== Entradas ==
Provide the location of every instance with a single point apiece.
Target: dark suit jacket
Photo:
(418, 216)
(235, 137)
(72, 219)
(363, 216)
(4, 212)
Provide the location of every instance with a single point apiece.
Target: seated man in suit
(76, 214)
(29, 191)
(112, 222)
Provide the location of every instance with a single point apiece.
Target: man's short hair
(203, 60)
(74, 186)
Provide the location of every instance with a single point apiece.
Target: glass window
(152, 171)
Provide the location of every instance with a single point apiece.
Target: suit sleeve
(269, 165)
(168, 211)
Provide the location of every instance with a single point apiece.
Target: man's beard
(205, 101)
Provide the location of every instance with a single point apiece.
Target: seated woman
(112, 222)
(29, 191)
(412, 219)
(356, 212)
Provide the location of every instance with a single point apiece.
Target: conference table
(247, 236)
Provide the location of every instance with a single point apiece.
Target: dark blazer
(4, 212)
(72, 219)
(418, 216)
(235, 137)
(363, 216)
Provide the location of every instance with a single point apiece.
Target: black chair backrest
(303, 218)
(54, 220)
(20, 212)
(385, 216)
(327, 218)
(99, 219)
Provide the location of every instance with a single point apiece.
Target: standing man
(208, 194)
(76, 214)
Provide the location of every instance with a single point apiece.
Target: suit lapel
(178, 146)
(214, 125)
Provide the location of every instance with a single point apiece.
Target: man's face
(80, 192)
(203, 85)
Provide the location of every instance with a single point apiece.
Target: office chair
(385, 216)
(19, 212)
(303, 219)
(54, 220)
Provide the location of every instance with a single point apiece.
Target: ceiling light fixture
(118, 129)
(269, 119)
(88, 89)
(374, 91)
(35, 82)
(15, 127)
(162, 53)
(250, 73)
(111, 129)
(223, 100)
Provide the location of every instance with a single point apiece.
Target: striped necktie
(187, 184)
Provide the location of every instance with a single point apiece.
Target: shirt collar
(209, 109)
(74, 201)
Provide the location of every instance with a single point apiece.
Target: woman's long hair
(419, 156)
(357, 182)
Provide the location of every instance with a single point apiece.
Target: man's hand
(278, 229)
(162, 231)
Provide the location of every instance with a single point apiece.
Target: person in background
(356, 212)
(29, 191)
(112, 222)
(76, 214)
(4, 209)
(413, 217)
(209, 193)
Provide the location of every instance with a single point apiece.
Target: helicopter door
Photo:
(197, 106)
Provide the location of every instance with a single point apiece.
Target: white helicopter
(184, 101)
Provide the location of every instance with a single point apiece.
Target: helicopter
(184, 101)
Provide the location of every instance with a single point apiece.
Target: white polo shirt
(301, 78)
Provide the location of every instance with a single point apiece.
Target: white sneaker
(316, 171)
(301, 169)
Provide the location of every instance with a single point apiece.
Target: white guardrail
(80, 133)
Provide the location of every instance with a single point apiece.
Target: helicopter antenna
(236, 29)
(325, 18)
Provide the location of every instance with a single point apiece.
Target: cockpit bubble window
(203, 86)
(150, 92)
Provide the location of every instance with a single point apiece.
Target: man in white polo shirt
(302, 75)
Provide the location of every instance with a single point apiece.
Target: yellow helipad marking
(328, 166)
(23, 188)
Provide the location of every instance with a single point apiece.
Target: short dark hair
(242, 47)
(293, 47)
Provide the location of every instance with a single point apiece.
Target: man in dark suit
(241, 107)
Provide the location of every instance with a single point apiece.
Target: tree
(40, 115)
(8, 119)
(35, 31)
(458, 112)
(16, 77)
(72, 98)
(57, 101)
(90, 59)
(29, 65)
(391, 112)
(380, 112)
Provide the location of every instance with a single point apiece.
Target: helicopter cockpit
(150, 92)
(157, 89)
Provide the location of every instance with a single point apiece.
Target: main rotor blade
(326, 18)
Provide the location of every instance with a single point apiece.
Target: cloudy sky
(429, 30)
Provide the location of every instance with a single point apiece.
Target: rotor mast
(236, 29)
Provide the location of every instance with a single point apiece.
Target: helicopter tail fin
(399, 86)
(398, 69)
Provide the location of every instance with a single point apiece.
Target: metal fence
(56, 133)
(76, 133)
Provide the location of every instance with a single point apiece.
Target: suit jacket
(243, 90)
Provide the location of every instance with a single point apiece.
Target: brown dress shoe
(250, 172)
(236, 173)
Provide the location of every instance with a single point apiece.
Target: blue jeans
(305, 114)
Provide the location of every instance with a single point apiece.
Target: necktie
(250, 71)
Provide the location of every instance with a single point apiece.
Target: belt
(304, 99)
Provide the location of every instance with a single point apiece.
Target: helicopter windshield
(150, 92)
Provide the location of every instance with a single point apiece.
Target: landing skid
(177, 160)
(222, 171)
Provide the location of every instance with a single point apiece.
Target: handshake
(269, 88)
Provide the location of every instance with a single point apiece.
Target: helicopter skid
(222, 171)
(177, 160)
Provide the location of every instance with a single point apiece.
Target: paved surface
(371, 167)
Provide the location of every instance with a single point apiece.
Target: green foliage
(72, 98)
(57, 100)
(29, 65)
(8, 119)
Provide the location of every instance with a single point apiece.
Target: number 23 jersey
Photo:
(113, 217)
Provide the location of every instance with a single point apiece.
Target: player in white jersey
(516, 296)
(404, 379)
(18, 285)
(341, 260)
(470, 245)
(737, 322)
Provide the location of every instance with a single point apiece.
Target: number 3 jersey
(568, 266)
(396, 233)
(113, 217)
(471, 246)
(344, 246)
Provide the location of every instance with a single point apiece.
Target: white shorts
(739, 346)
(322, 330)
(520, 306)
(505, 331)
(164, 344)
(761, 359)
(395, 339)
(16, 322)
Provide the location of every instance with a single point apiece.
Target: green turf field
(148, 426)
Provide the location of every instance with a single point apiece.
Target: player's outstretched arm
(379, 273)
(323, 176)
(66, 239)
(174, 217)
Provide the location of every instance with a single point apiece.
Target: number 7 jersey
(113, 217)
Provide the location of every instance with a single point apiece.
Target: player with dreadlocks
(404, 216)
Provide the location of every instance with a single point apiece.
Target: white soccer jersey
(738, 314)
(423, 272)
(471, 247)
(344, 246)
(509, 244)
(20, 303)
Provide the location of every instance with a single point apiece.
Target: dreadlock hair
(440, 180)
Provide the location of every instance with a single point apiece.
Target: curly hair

== Qué entregar ==
Reúne todas las líneas del material que contienen la cadena "suit" y cópialas tal como aparecen.

== Respuesta final ==
Target: dark suit jacket
Target: seated man in suit
Target: suit sleeve
Target: suit lapel
Target: man in dark suit
Target: suit jacket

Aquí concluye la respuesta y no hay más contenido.